> [PAGE]
>> Start
# Rough cost to convert tiller to wheel



## vtsailguy (Aug 4, 2010)

I am looking at a tartan 34c with a tiller. My better half wants to convert this to a wheel. What kind of cost might I be looking at?

Thanks muchly in advance!


----------



## deniseO30 (Nov 27, 2006)

Thousands, unless you DIY and get the parts from another boat. Edsons's off the shelf conversion "kit" was over $2500 last I checked.


----------



## vtsailguy (Aug 4, 2010)

ug, so 2500 + labor?. Thanks for that, I'll look at the edson site.


----------



## deniseO30 (Nov 27, 2006)

Just easier to find a boat that already has a wheel


----------



## smurphny (Feb 20, 2009)

Edson has been around for a long time and nothing seems to be obsolete. I have seen used pedestals for sale plenty of times. Just keep your eyes open and you can probably find one for a good price. Even the older ones clean up nicely and with a good coat of paint, look like new.


----------



## PaulinVictoria (Aug 23, 2009)

Dunno, how much would the divorce cost you?


----------



## vtsailguy (Aug 4, 2010)

lol


----------



## deniseO30 (Nov 27, 2006)

Here's one in NY View Boat Photos - YachtWorld.com


----------



## vtsailguy (Aug 4, 2010)

Nice.

The one I am looking at is in even better condition....!


----------



## rockDAWG (Sep 6, 2006)

Why bother? Time for upgrade!!! Buy another boat that has every thing you and your SO want.


----------



## vtsailguy (Aug 4, 2010)

Yes, I guess I need to avoid fixating on a particular boat, lots out there.

If anyone knows of a 31-36 under 30k in great shape in new england


----------



## Faster (Sep 13, 2005)

If you want/need wheel steering I really don't see the point of buying a (rather generic) boat that has a tiller. It's a pretty big job - do-able, but still... and odds are that there is an example with a wheel that's ready to go.. somewhere nearby. Also maybe not get fixated on any one boat at this point.. keep an open eye and open mind.

If the boat is exceptional and really pulls at the heartstrings I'd consider learning to live with the tiller rather than start cutting and drilling.


----------



## Squidd (Sep 26, 2011)

Yep, your looking at the wrong boat..

There will be enough to fix, repair, upgrade with any 30K boat.... you don't need to start out with a major remodel project before you even "like" it...


----------



## deniseO30 (Nov 27, 2006)

I gotta say.. I do love having wheel steering.


----------



## Faster (Sep 13, 2005)

deniseO30 said:


> I gotta say.. I do love having wheel steering.


I know what you mean and for cruising I agree.. I think for longish legs the wheel offers more variety of helming positions, and usually a bit of mechanical advantage though a well balanced boat shouldn't need too much of that.

For racing, though, I prefer a tiller. We owned a 40 footer with a wheel and a 24 foot day racer that was tiller steered for 12 years, so got quite used to going back and forth...


----------



## chucklesR (Sep 17, 2007)

I'm so dyslexic I have to face the tiller when I use a stern...

er..
face the stern when I use a tiller?


----------



## MarkofSeaLife (Nov 7, 2010)

Im gunna say it will cost close to $10,000
Its not a thing you can DIY sucessfully, unless you have vast, VAST experience.
I doubt a shipwright could do it well, either, i think its the type of thing thats best done by the factory during manufacture.
>> End
> [SHORT EXERCISE A]
In the thread, what price did deniseO30 give for Edson's off-the-shelf conversion kit?
The rows have no connection to the thread.

> [EXTRACTED DATA]
>> Start
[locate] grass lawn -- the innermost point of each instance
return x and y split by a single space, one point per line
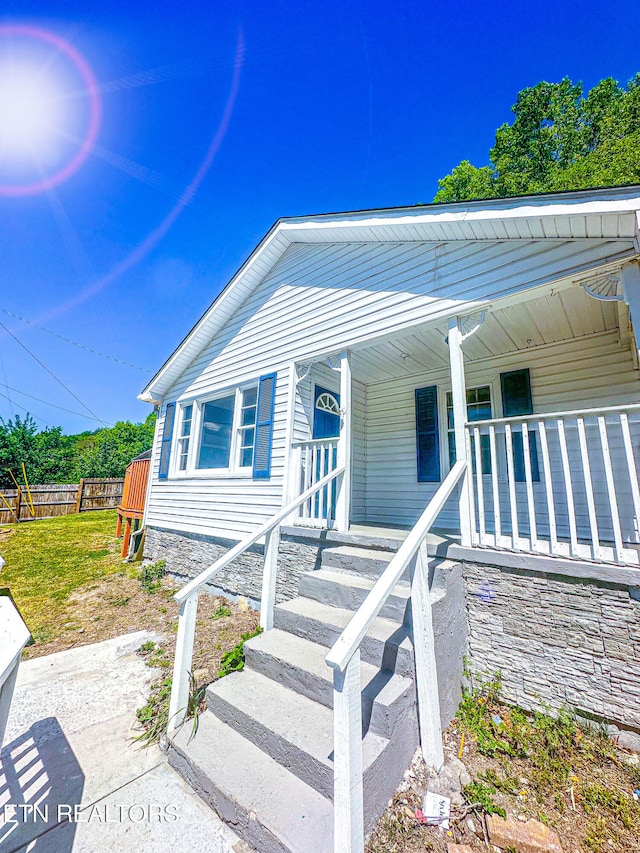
46 560
72 588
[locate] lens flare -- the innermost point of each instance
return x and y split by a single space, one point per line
49 110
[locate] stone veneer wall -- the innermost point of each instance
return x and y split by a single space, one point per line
187 554
559 641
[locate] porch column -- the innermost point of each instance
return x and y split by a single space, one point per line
343 501
630 275
459 395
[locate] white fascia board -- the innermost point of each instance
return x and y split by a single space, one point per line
612 201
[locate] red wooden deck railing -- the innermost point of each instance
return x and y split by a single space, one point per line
133 497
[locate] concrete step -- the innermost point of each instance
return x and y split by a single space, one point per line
387 644
388 700
368 561
348 590
293 729
270 808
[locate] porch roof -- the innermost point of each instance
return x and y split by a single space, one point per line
593 214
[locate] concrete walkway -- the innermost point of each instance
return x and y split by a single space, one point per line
68 750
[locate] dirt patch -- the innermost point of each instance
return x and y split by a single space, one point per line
575 780
119 604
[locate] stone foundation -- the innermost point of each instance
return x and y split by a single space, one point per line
187 554
558 641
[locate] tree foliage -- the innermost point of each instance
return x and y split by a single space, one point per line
560 139
52 457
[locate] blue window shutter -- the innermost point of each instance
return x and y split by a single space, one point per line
516 400
165 444
427 435
264 426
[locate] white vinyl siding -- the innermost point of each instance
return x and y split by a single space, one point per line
584 373
323 298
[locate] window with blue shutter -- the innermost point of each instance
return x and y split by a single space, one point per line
516 401
427 435
165 444
264 426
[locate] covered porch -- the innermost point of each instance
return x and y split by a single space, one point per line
539 393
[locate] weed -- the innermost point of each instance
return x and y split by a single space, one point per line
478 792
233 660
596 797
151 576
154 715
507 784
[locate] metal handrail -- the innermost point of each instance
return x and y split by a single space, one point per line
313 441
188 596
205 575
548 416
349 641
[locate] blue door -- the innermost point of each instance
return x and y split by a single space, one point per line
326 424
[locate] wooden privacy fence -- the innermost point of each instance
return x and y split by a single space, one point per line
61 499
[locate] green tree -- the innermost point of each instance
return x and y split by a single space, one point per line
560 139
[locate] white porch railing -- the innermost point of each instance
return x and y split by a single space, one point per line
187 597
14 635
312 461
344 657
563 484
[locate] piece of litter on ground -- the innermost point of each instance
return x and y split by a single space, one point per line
436 810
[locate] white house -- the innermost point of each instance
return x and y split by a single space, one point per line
372 351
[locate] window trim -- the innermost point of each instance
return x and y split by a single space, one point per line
234 469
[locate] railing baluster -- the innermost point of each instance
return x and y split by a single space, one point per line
588 485
497 522
269 575
568 486
631 467
531 506
479 486
182 662
307 506
548 486
470 490
347 759
511 477
611 489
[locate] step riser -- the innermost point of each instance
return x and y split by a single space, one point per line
389 655
306 767
368 564
383 777
246 825
380 717
348 597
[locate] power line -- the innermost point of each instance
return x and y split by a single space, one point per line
75 343
33 414
51 373
47 403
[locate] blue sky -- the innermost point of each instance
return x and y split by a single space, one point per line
302 108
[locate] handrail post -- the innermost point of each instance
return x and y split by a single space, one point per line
425 658
343 501
459 396
183 662
269 575
348 797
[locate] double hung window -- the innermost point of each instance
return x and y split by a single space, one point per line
228 434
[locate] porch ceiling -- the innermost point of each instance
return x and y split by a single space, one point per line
548 318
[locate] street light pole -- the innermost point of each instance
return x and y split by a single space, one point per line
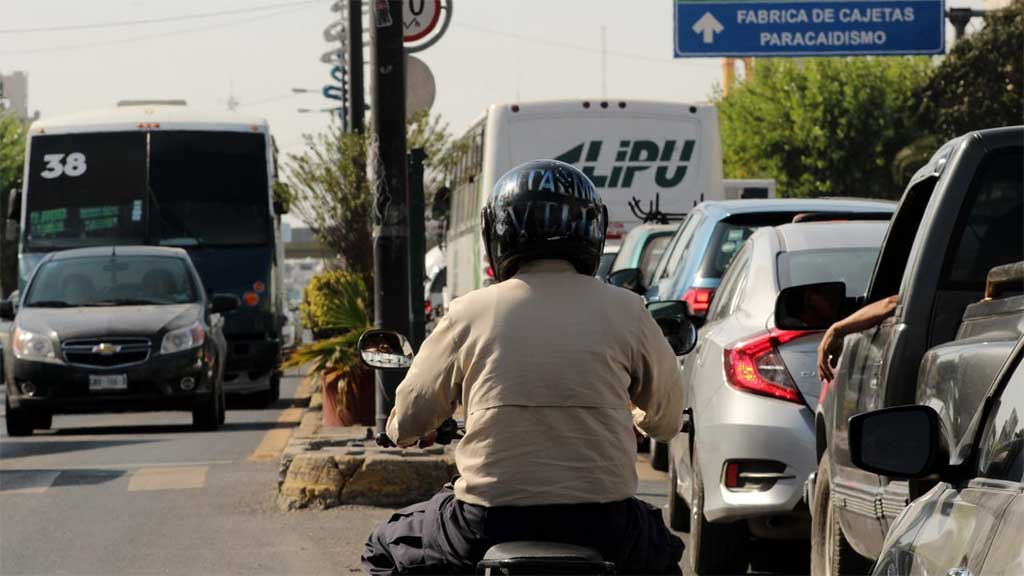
>> End
> [SHORT EXERCISE B]
Please select every line of the rows that contains the word "concrete".

> [CORRECT RESULT A]
Over $2500, the last time deniseO30 checked.

> [CORRECT RESULT B]
[locate] concrete step -- the innermost point of each instance
[locate] concrete walkway -- the innermost point of each instance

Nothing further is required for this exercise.